=== Begin Enclosure ===

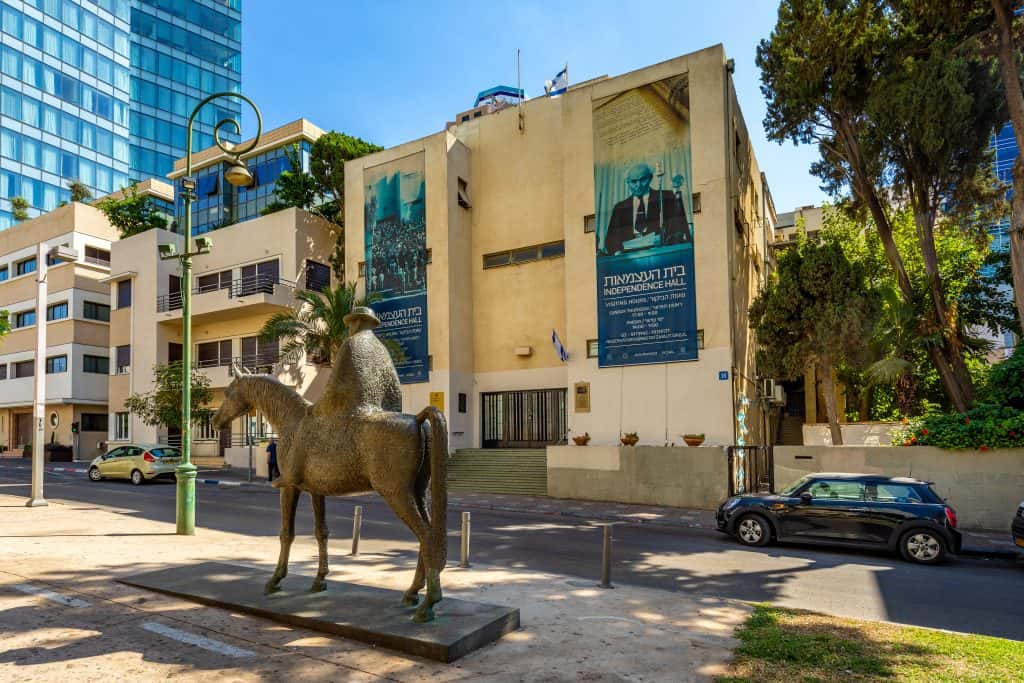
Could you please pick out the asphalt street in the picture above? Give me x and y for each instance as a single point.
(975, 595)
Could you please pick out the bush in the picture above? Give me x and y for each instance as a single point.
(983, 428)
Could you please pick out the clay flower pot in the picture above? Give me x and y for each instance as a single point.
(693, 439)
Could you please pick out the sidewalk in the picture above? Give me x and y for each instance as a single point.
(64, 616)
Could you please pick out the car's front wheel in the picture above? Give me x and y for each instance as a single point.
(923, 546)
(753, 530)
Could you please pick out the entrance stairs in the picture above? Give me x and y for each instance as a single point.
(522, 471)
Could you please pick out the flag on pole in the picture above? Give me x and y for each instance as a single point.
(563, 355)
(558, 84)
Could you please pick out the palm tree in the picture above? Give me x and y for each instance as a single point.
(316, 327)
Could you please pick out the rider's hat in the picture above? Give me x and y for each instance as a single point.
(365, 313)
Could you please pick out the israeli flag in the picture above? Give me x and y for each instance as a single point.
(563, 355)
(559, 84)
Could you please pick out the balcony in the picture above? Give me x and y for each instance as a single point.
(246, 296)
(221, 373)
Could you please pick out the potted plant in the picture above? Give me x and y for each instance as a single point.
(693, 439)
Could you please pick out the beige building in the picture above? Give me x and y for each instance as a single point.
(77, 316)
(509, 212)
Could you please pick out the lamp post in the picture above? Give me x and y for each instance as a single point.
(43, 254)
(238, 174)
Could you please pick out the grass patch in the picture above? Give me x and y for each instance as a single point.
(794, 645)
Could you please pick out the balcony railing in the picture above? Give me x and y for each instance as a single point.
(238, 288)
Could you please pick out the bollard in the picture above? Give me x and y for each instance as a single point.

=== End Enclosure ===

→ **EXERCISE**:
When you copy the data above, keep each line exact and omit the pictures.

→ **TASK RESPONSE**:
Could you please pick out the asphalt street in the picture above? Give me x and y for each instance as a single point.
(975, 595)
Could you please pick out the bush in the picture above? Give me x and y for each instance as a single point.
(983, 428)
Could you please pick out the clay flower pot in the picture above? Give me x and y for each instance as a single point.
(693, 439)
Could you please pick out the sidewalk in the picture above? Give me x and y for each instance as a single point.
(64, 616)
Could you please pick out the car's front wheel in the picture above? Give me x and y for each instance as a single point.
(923, 546)
(753, 530)
Could you please pick out the entrance stairs in the picture above? Give me x and y for each instance as a single point.
(522, 471)
Could you please pick out the flag on pole in the picture above? Give me x and y for each instance as a single point.
(563, 355)
(558, 84)
Could you please pick out the palm tree in the picture above? Give me x and y for each instance as a single point.
(316, 327)
Could you please pick out the rider's hat in the picture above? Give me x and y for each instance as a single point.
(365, 313)
Could you please pick out the israeli flag in the picture above? Give me x and y for each instance as a single point.
(563, 355)
(559, 84)
Could you please pick out the balcony in the picture above? Give me x and y for each instance as a single point.
(246, 296)
(221, 373)
Could you please pick out the potted plant in the picture above? Give me x and y for each instance as a single point.
(693, 439)
Could you please pick out the beige building in the picture above? Give me x and y for each instance as a single point.
(77, 316)
(509, 212)
Could you please pick out the lamp post in the picture above? Give me x and y for each instance as a single point.
(43, 254)
(238, 174)
Could you please pick out the grass patch in the picture above? Give me x and y for each instance as a single point.
(794, 645)
Could you please pick out the balcony railing in the picture above? Give me x and y for each instance as a single point.
(238, 288)
Could you please pick out the bollard in the picture above? Give me x and y for each instance as a single point.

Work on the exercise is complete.